Update the lines below by changing "wall art canvas" to "framed wall print" everywhere it occurs, leaving everything else as it is.

[Dataset entries]

::::

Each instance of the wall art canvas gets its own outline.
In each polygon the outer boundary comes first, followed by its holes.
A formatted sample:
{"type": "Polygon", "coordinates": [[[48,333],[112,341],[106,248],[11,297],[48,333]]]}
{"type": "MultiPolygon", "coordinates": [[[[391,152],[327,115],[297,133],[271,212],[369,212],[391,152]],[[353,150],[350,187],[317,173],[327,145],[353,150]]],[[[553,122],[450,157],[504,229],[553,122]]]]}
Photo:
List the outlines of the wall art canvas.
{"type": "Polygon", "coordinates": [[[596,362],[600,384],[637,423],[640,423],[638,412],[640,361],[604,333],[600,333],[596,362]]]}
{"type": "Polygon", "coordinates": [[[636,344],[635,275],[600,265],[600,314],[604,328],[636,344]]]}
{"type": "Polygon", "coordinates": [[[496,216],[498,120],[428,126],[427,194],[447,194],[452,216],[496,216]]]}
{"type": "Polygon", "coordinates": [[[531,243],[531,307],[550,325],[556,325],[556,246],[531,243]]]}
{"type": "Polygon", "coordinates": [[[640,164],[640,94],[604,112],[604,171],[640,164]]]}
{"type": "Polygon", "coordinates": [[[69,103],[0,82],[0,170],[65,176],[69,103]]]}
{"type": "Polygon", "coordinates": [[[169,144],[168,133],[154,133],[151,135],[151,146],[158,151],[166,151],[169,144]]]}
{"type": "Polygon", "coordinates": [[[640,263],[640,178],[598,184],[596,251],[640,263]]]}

::::

Exercise response
Each instance of the framed wall print gets its own outline.
In each polygon the outer boundary comes first, followed by its holes.
A formatted sample:
{"type": "Polygon", "coordinates": [[[48,333],[112,341],[106,248],[11,297],[48,333]]]}
{"type": "MultiPolygon", "coordinates": [[[[391,152],[327,115],[297,133],[271,212],[369,212],[391,152]],[[353,150],[350,187],[317,173],[327,145],[353,150]]],[[[553,122],[450,157],[504,229],[553,122]]]]}
Photo:
List the outlines of the framed wall print.
{"type": "Polygon", "coordinates": [[[596,362],[600,384],[637,423],[640,423],[638,412],[640,361],[604,333],[600,333],[596,362]]]}
{"type": "Polygon", "coordinates": [[[636,344],[635,275],[600,265],[600,314],[604,328],[636,344]]]}
{"type": "Polygon", "coordinates": [[[496,216],[498,120],[428,126],[427,194],[447,194],[452,216],[496,216]]]}
{"type": "Polygon", "coordinates": [[[531,243],[531,307],[550,325],[556,325],[556,246],[531,243]]]}
{"type": "Polygon", "coordinates": [[[640,164],[640,94],[604,112],[604,171],[640,164]]]}
{"type": "Polygon", "coordinates": [[[69,103],[0,82],[0,170],[65,176],[69,103]]]}
{"type": "Polygon", "coordinates": [[[169,144],[168,133],[154,133],[151,135],[151,146],[158,151],[166,151],[169,144]]]}
{"type": "Polygon", "coordinates": [[[640,263],[640,178],[598,184],[596,251],[640,263]]]}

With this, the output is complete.